--- Begin Excerpted records ---

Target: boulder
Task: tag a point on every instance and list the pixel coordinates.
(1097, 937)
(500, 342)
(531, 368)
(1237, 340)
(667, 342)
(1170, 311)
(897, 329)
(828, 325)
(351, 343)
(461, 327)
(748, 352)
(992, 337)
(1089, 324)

--- End Excerpted records ---

_Short task_:
Repeat all of the entries exactly.

_Task solution_:
Target: boulder
Task: tag a point on every instance and list the pixel coordinates.
(1097, 937)
(500, 342)
(531, 368)
(1237, 340)
(667, 342)
(1170, 311)
(897, 329)
(828, 325)
(351, 343)
(461, 327)
(748, 352)
(992, 337)
(1089, 324)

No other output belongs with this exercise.